* Begin Given data *
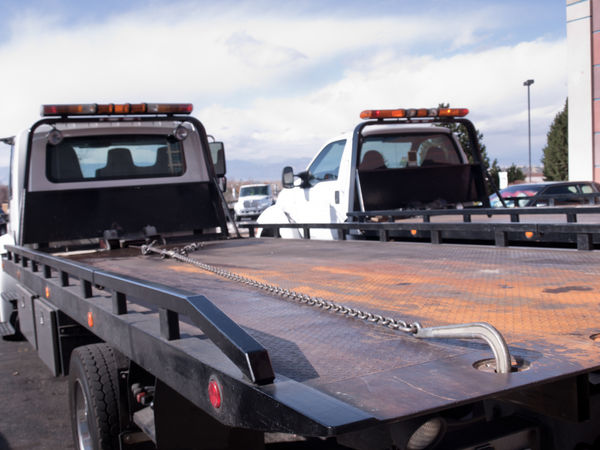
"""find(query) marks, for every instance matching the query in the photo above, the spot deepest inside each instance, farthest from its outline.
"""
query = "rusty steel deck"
(546, 303)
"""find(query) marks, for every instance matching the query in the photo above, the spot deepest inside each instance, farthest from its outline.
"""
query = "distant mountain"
(262, 170)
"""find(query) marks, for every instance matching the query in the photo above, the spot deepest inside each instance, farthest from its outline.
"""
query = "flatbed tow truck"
(198, 340)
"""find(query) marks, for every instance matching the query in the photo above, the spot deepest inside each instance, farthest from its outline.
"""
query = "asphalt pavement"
(33, 403)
* End Given data *
* Work instructions: Rewrite every line of the items above as a JSON list of strings, one string per line and with blank lines omitted. Exclude the pictures from the answer.

* The result:
[
  "\"\"\"find(query) marks, for every instance matching the query in the photo above, the spot deepest inside each instance, farthest from its outline.",
  "\"\"\"",
  "query = \"rusty steel deck\"",
  "(546, 303)",
  "\"\"\"find(query) marks, for every instance matching the query in the photo above, the spot deepest inside each instance, farthest from its outline.",
  "\"\"\"",
  "query = \"distant mountain\"",
  "(262, 170)",
  "\"\"\"find(query) marks, for every instance matching the query in the photo above, the spot deepest inside each instance, farthest from its outline.",
  "\"\"\"",
  "query = \"flatbed tow truck\"",
  "(198, 340)",
  "\"\"\"find(query) marks, for every instance matching the query in the photo above, the spot deepest inside each instance, farthest from its outline.",
  "\"\"\"",
  "query = \"asphalt pavement\"",
  "(33, 403)"
]